Pregnant women caught between fear and necessity
Pregnant women face a particularly cruel dilemma. Anny Ekyambo, 32, from Bunia and five months pregnant, expressed the fear that is keeping many away from routine check-ups. “When you see the way people die—even the nurses who treat us are dying—how can you not be afraid?” she said. UN Women has warned that pregnant women could be more exposed because of their frequent contact with health services. But staying away carries its own lethal risk. “We risk seeing a rise in prenatal and postnatal mortality, for both mothers and children,” Lusenge said. Historically, contracting Ebola during pregnancy has led to near 100% adverse pregnancy outcomes, including miscarriage and stillbirth.
The outbreak itself is unfolding in unforgiving surroundings. Ituri province, the epicentre, has poor road networks and underequipped health facilities more than 1,000 kilometres from the capital, Kinshasa. Testing capacity remains extremely limited, with hundreds of samples awaiting processing. The outbreak was identified weeks late because the rare Bundibugyo type was not tested for at first. Congolese authorities said they have confirmed 363 cases, including 62 deaths, and more are suspected. Neighbouring Uganda has reported 15 confirmed cases, including one death. The World Health Organization has declared the outbreak a Public Health Emergency of International Concern, and the Africa Centres for Disease Control and Prevention has declared it a Public Health Emergency of Continental Security. Despite new arrivals of aid and better-organised health facilities in recent days, Doctors Without Borders has said the virus continues to spread faster than the response. “Nobody knows the true scale and severity of this outbreak,” Dr Alan Gonzalez, the medical charity’s deputy director of operations, said in a statement.

- Activity list -
1 – In the Ebola outbreak text, how many confirmed cases has Uganda reported?
2 – Pick up the Ebola outbreak text after its final sentence and keep it going.

Stored items:
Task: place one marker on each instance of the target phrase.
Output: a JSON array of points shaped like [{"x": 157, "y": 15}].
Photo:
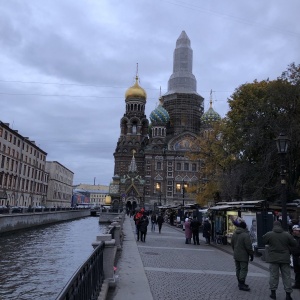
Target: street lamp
[
  {"x": 282, "y": 143},
  {"x": 158, "y": 189}
]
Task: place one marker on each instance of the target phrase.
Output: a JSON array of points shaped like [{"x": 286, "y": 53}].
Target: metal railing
[{"x": 87, "y": 281}]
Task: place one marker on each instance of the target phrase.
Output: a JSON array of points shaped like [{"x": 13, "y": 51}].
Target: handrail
[{"x": 87, "y": 281}]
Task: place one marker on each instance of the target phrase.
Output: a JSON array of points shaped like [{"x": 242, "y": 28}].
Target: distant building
[
  {"x": 152, "y": 162},
  {"x": 60, "y": 184},
  {"x": 96, "y": 194},
  {"x": 23, "y": 177}
]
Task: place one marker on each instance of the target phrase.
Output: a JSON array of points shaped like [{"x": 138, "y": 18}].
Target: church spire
[
  {"x": 132, "y": 166},
  {"x": 182, "y": 80}
]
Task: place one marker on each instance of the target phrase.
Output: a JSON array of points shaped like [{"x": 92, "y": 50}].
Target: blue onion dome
[
  {"x": 159, "y": 116},
  {"x": 210, "y": 116}
]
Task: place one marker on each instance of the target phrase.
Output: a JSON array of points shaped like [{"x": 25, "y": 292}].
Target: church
[{"x": 152, "y": 167}]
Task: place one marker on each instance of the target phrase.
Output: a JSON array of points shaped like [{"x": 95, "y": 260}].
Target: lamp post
[
  {"x": 282, "y": 143},
  {"x": 158, "y": 189}
]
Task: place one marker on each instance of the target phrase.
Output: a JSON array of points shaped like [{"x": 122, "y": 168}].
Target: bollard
[
  {"x": 117, "y": 234},
  {"x": 109, "y": 255}
]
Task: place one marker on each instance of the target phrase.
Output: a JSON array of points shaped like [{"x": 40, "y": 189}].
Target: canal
[{"x": 37, "y": 263}]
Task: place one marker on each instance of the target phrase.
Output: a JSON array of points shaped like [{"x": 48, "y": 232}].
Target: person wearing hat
[
  {"x": 296, "y": 256},
  {"x": 207, "y": 231},
  {"x": 279, "y": 242},
  {"x": 242, "y": 251},
  {"x": 187, "y": 231}
]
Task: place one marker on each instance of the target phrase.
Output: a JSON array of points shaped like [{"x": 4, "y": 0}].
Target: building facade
[
  {"x": 97, "y": 194},
  {"x": 152, "y": 164},
  {"x": 60, "y": 185},
  {"x": 23, "y": 175}
]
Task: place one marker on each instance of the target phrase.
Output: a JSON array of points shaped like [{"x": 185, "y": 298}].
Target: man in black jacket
[
  {"x": 242, "y": 251},
  {"x": 195, "y": 224},
  {"x": 296, "y": 256}
]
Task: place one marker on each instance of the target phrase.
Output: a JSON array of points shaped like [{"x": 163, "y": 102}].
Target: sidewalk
[{"x": 165, "y": 268}]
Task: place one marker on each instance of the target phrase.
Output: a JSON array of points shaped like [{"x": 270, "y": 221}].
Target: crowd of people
[{"x": 280, "y": 244}]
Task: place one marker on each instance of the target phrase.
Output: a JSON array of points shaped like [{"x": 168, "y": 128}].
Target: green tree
[{"x": 259, "y": 111}]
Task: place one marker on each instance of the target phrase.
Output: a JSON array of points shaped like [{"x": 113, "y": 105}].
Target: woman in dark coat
[
  {"x": 207, "y": 231},
  {"x": 143, "y": 227},
  {"x": 188, "y": 231},
  {"x": 159, "y": 222}
]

- Answers for the exercise -
1 – 15 confirmed cases, including one death.

2 –
Attacks by the Allied Democratic Forces, a rebel group allied with the Islamic State group, and a coalition of ethnic militias have hindered the response. Other cases have been reported in North Kivu and South Kivu provinces, where the Rwanda-backed M23 rebel group controls key cities Goma and Bukavu. Decades of conflict and poorly managed past Ebola responses have fostered deep community mistrust, keeping people away from clinics and in women’s care. Wariness of outsiders, misinformation, and even attacks on treatment centres are additional obstacles. In some areas, up to 70% of health facilities have been rendered non-functional. The combination of armed violence, a rare untreatable strain, critical shortages of protective equipment, and a health system already ravaged by funding cuts means that women—as caregivers, as patients, as pregnant mothers—are left to shoulder a crisis that no single community can contain alone.